Shape labeling items:
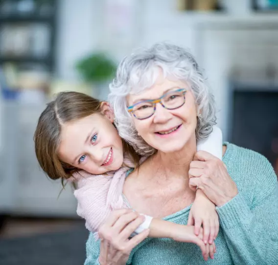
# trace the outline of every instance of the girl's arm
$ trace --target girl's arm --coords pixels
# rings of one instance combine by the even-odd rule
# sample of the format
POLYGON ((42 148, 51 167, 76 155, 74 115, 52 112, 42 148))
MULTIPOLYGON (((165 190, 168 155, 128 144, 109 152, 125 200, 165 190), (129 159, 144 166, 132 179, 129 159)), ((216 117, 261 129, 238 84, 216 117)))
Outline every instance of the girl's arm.
MULTIPOLYGON (((200 150, 210 153, 222 160, 222 133, 218 127, 213 126, 212 132, 207 138, 197 141, 197 151, 200 150)), ((190 170, 189 174, 190 177, 190 170)), ((218 234, 219 221, 215 205, 201 189, 198 189, 196 191, 195 199, 189 212, 187 224, 195 226, 196 235, 199 235, 201 227, 203 226, 205 243, 208 242, 211 244, 218 234)))

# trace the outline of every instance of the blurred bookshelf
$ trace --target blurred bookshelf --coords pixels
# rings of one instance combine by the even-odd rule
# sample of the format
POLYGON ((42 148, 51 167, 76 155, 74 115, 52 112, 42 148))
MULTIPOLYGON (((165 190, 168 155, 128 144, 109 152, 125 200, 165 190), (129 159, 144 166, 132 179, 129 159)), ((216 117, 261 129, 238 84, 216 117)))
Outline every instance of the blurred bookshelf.
POLYGON ((52 73, 57 0, 0 0, 0 67, 52 73))

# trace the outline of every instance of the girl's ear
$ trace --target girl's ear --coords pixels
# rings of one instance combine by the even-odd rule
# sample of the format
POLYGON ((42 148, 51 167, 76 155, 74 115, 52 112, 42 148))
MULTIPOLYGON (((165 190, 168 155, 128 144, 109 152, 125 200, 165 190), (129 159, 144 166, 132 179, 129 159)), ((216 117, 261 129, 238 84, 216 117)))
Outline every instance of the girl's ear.
POLYGON ((114 112, 110 106, 110 104, 106 101, 103 101, 100 104, 101 112, 111 122, 114 121, 114 112))

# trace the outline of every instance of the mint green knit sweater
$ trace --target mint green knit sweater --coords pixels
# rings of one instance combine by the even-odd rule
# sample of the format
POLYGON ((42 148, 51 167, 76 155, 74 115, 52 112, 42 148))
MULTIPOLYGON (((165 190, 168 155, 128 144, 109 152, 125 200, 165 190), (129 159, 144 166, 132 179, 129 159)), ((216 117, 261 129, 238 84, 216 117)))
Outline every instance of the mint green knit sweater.
MULTIPOLYGON (((148 238, 133 250, 127 264, 278 265, 278 183, 273 169, 261 155, 225 144, 223 160, 239 194, 217 208, 220 229, 214 259, 205 262, 194 244, 148 238)), ((191 206, 164 219, 186 225, 191 206)), ((99 264, 99 246, 91 233, 85 265, 99 264)))

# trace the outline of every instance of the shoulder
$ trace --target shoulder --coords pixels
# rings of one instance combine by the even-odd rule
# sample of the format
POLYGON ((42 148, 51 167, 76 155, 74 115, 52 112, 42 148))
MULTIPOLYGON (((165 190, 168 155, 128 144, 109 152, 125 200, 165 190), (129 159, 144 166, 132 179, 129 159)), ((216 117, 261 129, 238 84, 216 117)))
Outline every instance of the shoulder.
POLYGON ((277 176, 266 158, 250 149, 227 145, 223 162, 240 191, 252 196, 266 196, 275 188, 277 176))

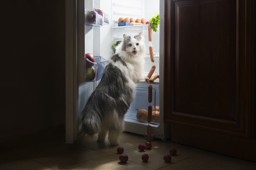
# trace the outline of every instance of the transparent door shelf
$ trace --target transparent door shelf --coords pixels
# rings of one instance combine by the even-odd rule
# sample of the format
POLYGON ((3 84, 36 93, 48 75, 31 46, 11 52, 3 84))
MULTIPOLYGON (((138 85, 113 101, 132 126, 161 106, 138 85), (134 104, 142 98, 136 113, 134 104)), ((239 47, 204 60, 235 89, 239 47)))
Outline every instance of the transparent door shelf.
POLYGON ((134 30, 147 30, 148 24, 139 25, 136 26, 119 26, 112 27, 112 28, 114 29, 128 29, 134 30))
POLYGON ((95 62, 84 59, 85 81, 97 81, 102 77, 105 68, 106 60, 101 56, 94 56, 95 62))

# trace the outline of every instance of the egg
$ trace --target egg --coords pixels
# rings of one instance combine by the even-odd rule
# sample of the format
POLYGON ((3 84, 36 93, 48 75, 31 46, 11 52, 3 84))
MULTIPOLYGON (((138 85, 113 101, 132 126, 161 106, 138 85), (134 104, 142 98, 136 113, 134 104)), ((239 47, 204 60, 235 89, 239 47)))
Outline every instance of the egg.
POLYGON ((136 19, 136 20, 135 20, 135 22, 139 23, 141 23, 141 20, 140 20, 140 19, 139 18, 137 18, 136 19))
POLYGON ((130 22, 135 22, 135 19, 133 18, 130 18, 130 22))
POLYGON ((122 18, 122 17, 119 18, 119 19, 118 19, 118 22, 124 22, 124 18, 122 18))
POLYGON ((129 18, 126 18, 124 19, 124 22, 130 22, 130 19, 129 18))
POLYGON ((146 20, 144 18, 142 18, 140 20, 142 23, 146 23, 146 20))

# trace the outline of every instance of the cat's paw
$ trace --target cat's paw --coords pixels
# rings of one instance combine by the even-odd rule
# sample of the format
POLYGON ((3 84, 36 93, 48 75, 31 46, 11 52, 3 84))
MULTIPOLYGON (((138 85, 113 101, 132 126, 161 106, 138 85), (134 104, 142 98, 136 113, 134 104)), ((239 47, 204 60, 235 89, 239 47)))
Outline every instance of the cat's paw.
POLYGON ((97 142, 105 142, 105 140, 98 139, 97 139, 97 142))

- [WRITTEN TASK] Could you return every item above line for line, without the pictures?

- [EXERCISE RESPONSE]
# trace the outline of every instance of the girl's arm
$ trace --target girl's arm --coords pixels
# rings of one instance combine by the even-odd rule
# sample of the format
POLYGON ((42 148, 51 167, 76 155, 74 115, 52 112, 42 148))
MULTIPOLYGON (((165 190, 168 155, 128 144, 109 152, 125 200, 165 190), (129 159, 144 166, 132 179, 129 159)), ((216 117, 261 129, 238 84, 216 117)))
Outline every instance of the girl's arm.
MULTIPOLYGON (((200 150, 210 153, 222 160, 222 133, 218 127, 213 126, 212 132, 207 138, 197 141, 197 151, 200 150)), ((190 170, 189 174, 190 177, 190 170)), ((218 234, 219 221, 215 205, 201 189, 198 189, 196 191, 195 199, 189 212, 187 224, 195 226, 196 235, 199 235, 201 227, 203 226, 205 243, 208 242, 211 244, 218 234)))

# trace the outline of every instance of the blurred bookshelf
$ trace --target blurred bookshelf --coords pixels
# rings of one instance combine by the even-odd rule
# sample of the format
POLYGON ((42 148, 51 167, 76 155, 74 115, 52 112, 42 148))
MULTIPOLYGON (((165 190, 168 155, 128 144, 109 152, 125 200, 165 190), (129 159, 144 166, 132 179, 129 159)), ((216 117, 261 129, 238 84, 216 117)))
Outline every instance of the blurred bookshelf.
POLYGON ((52 73, 57 0, 0 0, 0 67, 52 73))

# trace the outline of every instance of the girl's ear
$ trace --target girl's ear --coords pixels
# rings of one instance combine by the even-odd rule
# sample of the format
POLYGON ((42 148, 51 167, 76 155, 74 115, 52 112, 42 148))
MULTIPOLYGON (((165 190, 168 155, 128 144, 109 152, 125 200, 165 190), (129 159, 144 166, 132 179, 129 159)), ((216 117, 261 129, 238 84, 216 117)))
Outline every instance of the girl's ear.
POLYGON ((114 112, 110 106, 110 104, 106 101, 103 101, 100 104, 101 112, 111 122, 114 121, 114 112))

# trace the outline of every instance of the mint green knit sweater
$ trace --target mint green knit sweater --coords pixels
# rings of one instance combine by the even-odd rule
# sample of the format
POLYGON ((42 148, 51 167, 76 155, 74 115, 52 112, 42 148))
MULTIPOLYGON (((165 190, 168 155, 128 144, 109 152, 125 200, 165 190), (129 159, 144 166, 132 179, 129 159)), ((216 117, 261 129, 238 84, 216 117)))
Outline every instance of the mint green knit sweater.
MULTIPOLYGON (((148 238, 133 250, 127 264, 278 265, 278 183, 273 169, 261 155, 225 144, 223 160, 239 194, 217 208, 220 229, 214 259, 205 262, 194 244, 148 238)), ((191 206, 164 219, 186 225, 191 206)), ((99 264, 99 246, 91 233, 85 265, 99 264)))

# trace the outline of every instance of the shoulder
$ trace --target shoulder --coords pixels
# rings of one instance combine by the even-odd rule
# sample of the format
POLYGON ((42 148, 51 167, 76 155, 74 115, 52 112, 42 148))
MULTIPOLYGON (((165 190, 168 155, 128 144, 109 152, 125 200, 165 190), (129 159, 144 166, 132 179, 129 159)), ((216 117, 261 129, 238 84, 216 117)))
Outline every instance of the shoulder.
POLYGON ((277 176, 266 158, 250 149, 227 145, 223 162, 240 191, 252 196, 266 196, 275 188, 277 176))

# trace the outline of every instance of the transparent door shelf
$ trace --target transparent door shelf --coords pixels
# rings of one instance combine by the even-odd rule
# sample of the format
POLYGON ((3 84, 36 93, 48 75, 31 46, 11 52, 3 84))
MULTIPOLYGON (((138 85, 113 101, 132 126, 161 106, 138 85), (134 104, 142 98, 136 113, 134 104)), ((239 47, 204 60, 235 89, 239 47)))
Outline every instance of the transparent door shelf.
POLYGON ((134 30, 147 30, 148 24, 139 25, 136 26, 119 26, 112 27, 112 28, 114 29, 128 29, 134 30))
POLYGON ((95 62, 84 59, 85 81, 97 81, 102 77, 105 68, 106 60, 101 56, 94 56, 95 62))

# trace the outline of every instance of the egg
$ trace --target egg --coords pixels
# rings of one instance combine by the even-odd rule
# sample of the format
POLYGON ((3 84, 36 93, 48 75, 31 46, 11 52, 3 84))
MULTIPOLYGON (((138 85, 113 101, 132 126, 161 106, 138 85), (134 104, 142 98, 136 113, 134 104)), ((239 47, 204 60, 235 89, 239 47)))
Outline every instance of the egg.
POLYGON ((136 19, 136 20, 135 20, 135 22, 139 23, 141 23, 141 20, 140 20, 140 19, 139 18, 137 18, 136 19))
POLYGON ((130 22, 135 22, 135 19, 133 18, 130 18, 130 22))
POLYGON ((122 18, 122 17, 119 18, 119 19, 118 19, 118 22, 124 22, 124 18, 122 18))
POLYGON ((129 18, 126 18, 124 19, 124 22, 130 22, 130 19, 129 18))
POLYGON ((146 20, 144 18, 142 18, 140 20, 142 23, 146 23, 146 20))

# trace the outline of every instance of the cat's paw
$ trace --target cat's paw --coords pixels
# rings of one instance combine by the even-odd rule
# sample of the format
POLYGON ((3 84, 36 93, 48 75, 31 46, 11 52, 3 84))
MULTIPOLYGON (((138 85, 113 101, 132 126, 161 106, 138 85), (134 104, 142 98, 136 113, 134 104)), ((239 47, 204 60, 235 89, 239 47)))
Outline every instance of the cat's paw.
POLYGON ((97 142, 105 142, 105 140, 98 139, 97 139, 97 142))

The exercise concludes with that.